▶ **Your goal**
All of the entries below should be returned verbatim, apart from the pictures.
======== Given entries
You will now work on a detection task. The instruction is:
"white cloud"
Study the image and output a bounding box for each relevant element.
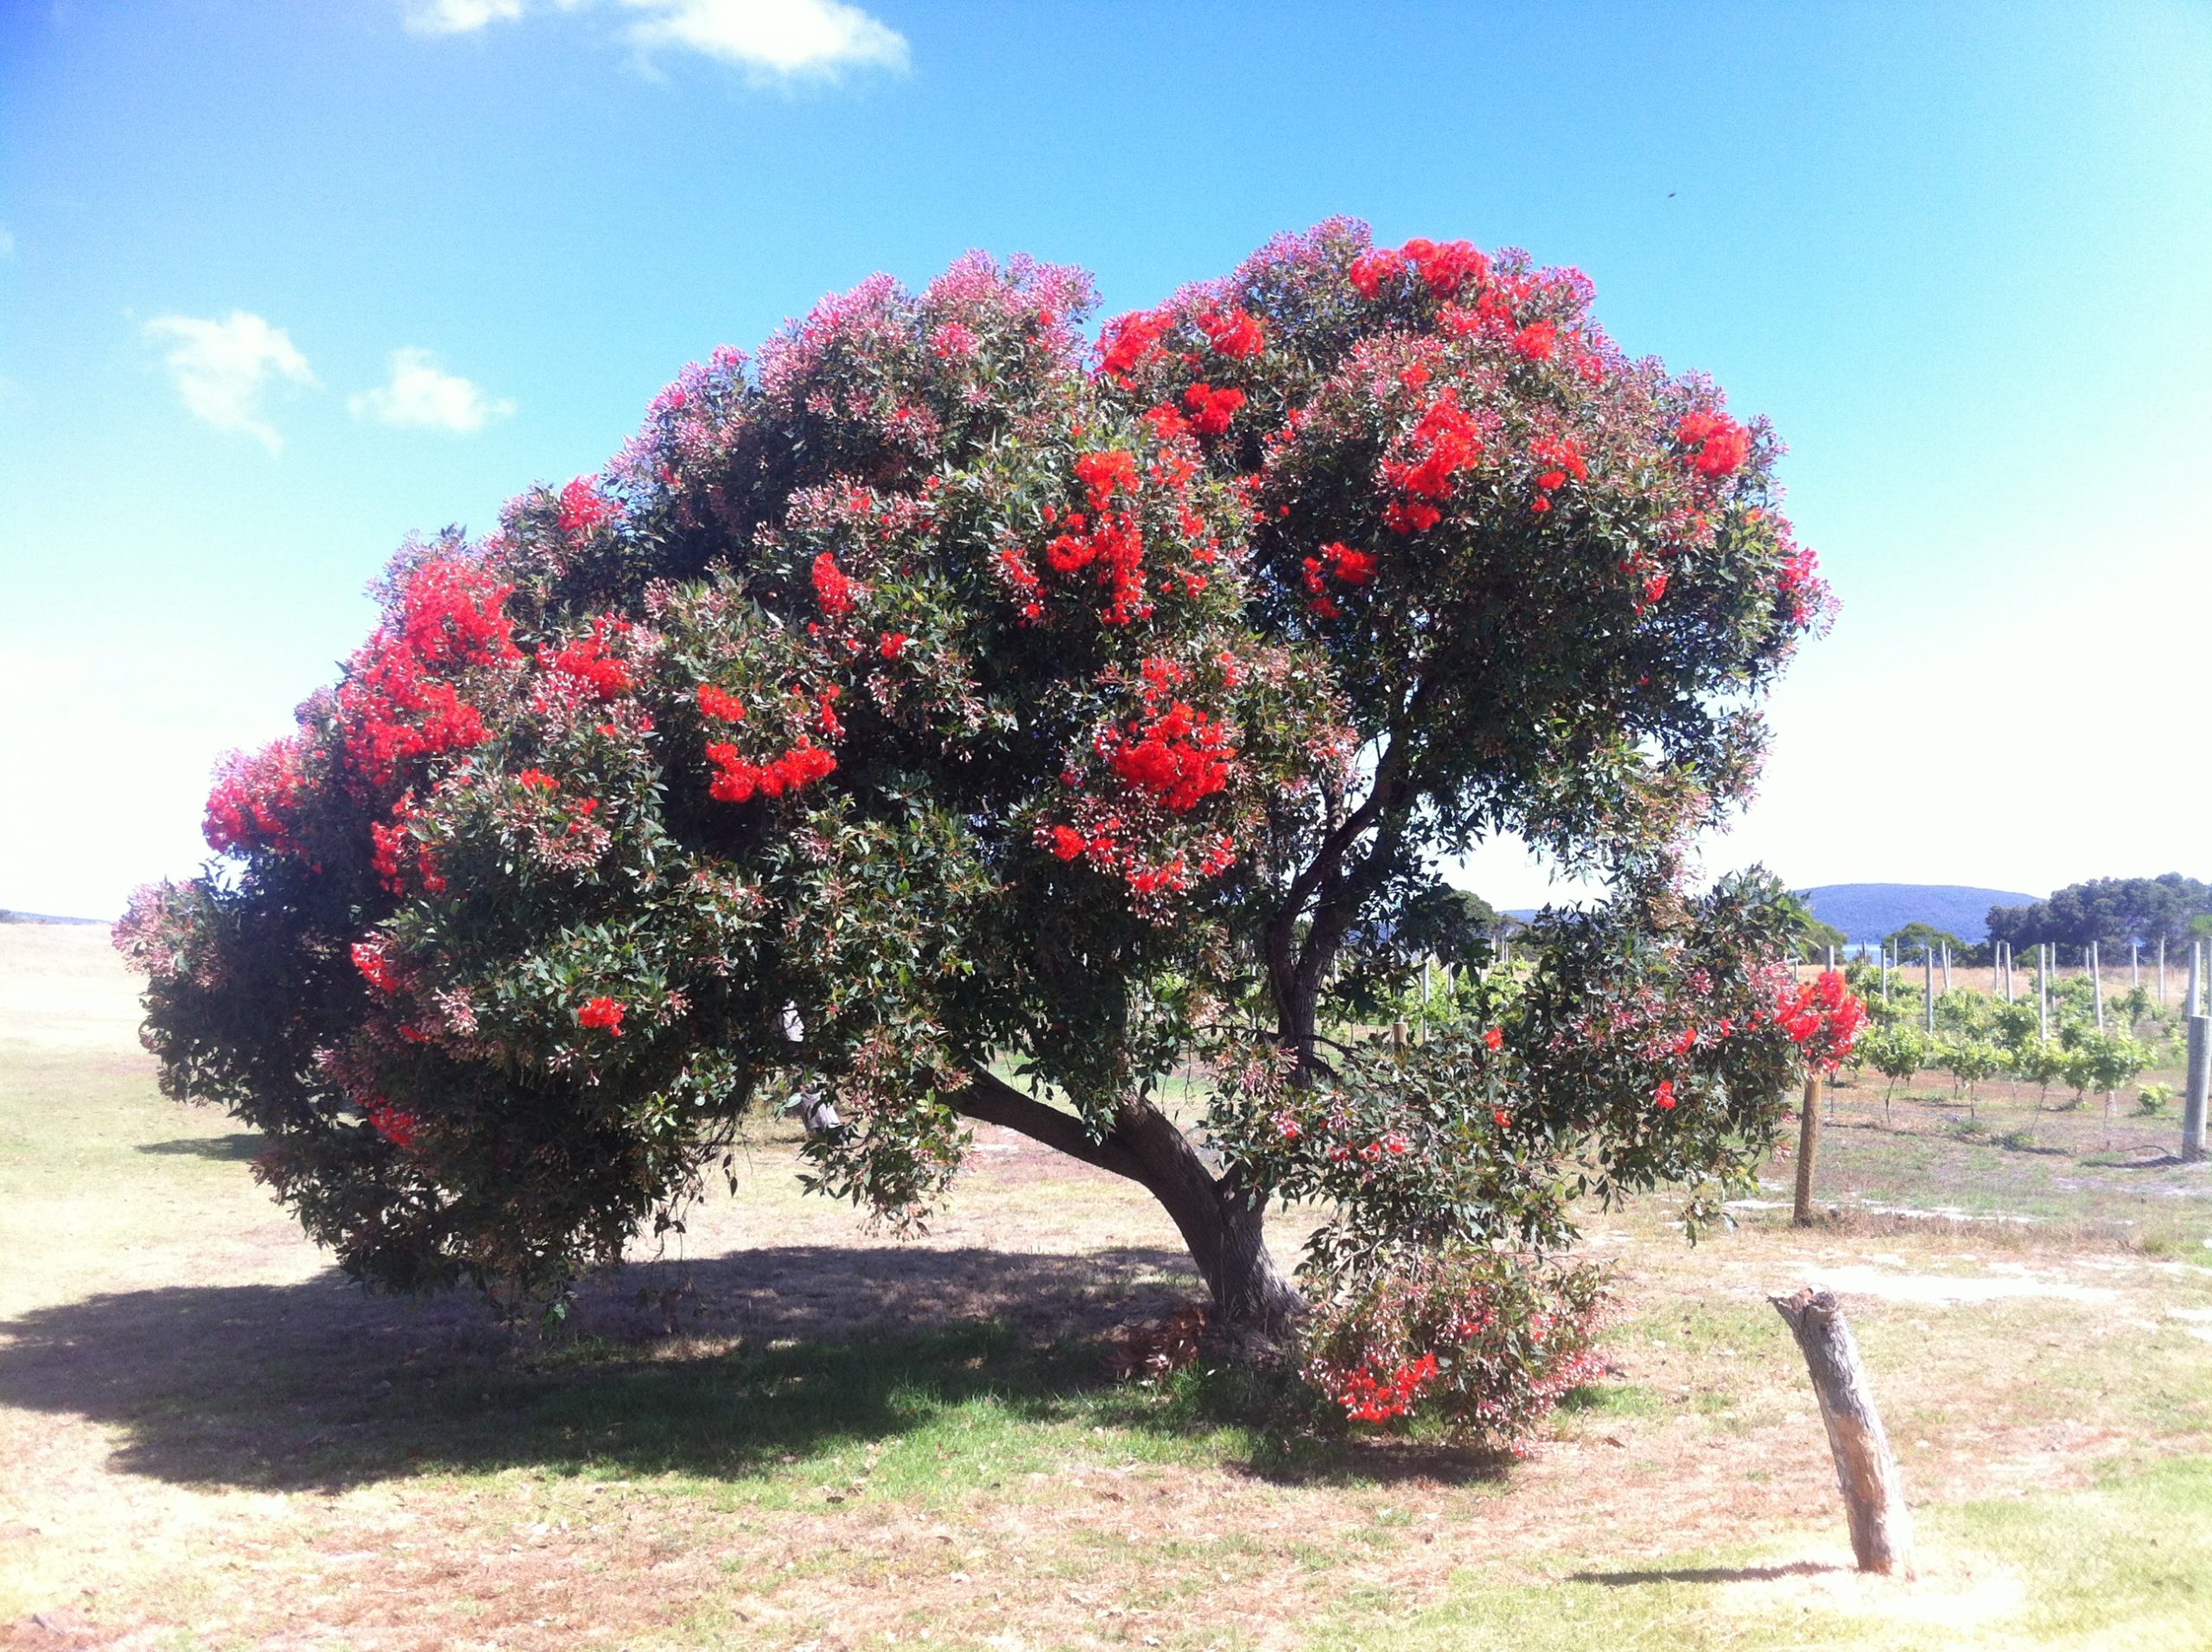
[401,0,908,79]
[348,347,515,433]
[618,0,908,79]
[403,0,526,34]
[143,310,317,453]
================
▶ **Written response**
You will now work on a detection task. The instruction is:
"white cloud"
Study the image and output a bounding box for each relevant element.
[401,0,908,79]
[348,347,515,433]
[618,0,908,79]
[403,0,526,34]
[143,310,317,453]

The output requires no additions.